(Dataset items)
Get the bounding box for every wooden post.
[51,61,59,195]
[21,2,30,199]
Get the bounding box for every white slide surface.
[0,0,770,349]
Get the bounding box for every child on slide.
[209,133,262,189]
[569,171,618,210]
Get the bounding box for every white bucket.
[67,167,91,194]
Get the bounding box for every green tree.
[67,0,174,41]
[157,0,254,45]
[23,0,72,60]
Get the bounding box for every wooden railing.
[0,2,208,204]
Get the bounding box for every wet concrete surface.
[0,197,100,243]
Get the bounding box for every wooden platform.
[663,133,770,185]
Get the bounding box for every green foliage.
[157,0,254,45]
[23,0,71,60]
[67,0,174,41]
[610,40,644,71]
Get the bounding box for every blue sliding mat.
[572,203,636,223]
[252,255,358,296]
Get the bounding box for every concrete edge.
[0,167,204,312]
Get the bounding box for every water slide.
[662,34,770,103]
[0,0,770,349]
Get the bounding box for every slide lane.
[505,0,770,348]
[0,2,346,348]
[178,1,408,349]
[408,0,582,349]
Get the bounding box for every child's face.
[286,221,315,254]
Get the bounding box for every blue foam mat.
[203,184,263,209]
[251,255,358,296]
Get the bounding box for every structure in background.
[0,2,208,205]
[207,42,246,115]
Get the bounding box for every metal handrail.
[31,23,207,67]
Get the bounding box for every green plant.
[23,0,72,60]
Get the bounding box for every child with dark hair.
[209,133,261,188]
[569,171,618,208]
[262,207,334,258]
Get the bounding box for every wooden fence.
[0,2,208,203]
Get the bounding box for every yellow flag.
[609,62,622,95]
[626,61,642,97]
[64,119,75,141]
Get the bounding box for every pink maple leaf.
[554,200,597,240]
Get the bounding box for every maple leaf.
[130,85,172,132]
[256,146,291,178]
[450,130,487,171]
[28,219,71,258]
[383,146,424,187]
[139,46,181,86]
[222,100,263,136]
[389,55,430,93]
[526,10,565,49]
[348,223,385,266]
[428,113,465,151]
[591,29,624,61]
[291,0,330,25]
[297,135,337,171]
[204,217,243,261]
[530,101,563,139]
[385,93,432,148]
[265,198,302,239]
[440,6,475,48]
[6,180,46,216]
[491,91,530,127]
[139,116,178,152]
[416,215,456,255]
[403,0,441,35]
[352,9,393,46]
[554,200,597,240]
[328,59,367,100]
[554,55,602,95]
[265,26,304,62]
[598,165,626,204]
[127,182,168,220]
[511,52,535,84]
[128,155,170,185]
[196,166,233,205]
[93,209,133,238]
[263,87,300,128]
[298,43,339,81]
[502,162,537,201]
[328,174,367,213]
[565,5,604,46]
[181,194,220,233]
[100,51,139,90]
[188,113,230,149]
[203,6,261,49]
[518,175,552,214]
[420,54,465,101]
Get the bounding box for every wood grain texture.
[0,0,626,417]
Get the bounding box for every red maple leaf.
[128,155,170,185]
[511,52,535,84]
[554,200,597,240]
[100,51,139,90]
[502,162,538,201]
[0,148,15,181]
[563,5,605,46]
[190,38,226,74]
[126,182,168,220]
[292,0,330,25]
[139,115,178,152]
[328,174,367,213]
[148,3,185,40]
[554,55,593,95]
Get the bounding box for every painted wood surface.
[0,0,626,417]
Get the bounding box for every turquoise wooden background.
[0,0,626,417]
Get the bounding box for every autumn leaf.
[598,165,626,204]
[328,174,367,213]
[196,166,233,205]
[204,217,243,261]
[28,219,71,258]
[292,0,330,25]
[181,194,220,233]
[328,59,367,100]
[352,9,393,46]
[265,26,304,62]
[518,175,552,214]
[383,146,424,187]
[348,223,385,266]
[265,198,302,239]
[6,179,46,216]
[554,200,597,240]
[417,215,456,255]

[SHORT EXERCISE] Copy the items from the line with "Get the bounding box for every turquoise" through the end, swapping "autumn leaf" for "fall leaf" and leaving everything else the same.

[SOLUTION FOR THIS EXERCISE]
Get the bounding box for every turquoise wooden background.
[0,0,626,417]
Get the bounding box for every fall leaf.
[598,165,626,204]
[328,174,367,213]
[196,166,233,205]
[204,217,243,261]
[28,219,71,258]
[292,0,330,25]
[181,194,220,233]
[328,59,367,100]
[352,9,393,46]
[265,26,304,62]
[518,175,552,214]
[383,146,424,187]
[348,223,385,266]
[265,198,302,239]
[6,179,46,216]
[554,200,597,240]
[417,215,456,255]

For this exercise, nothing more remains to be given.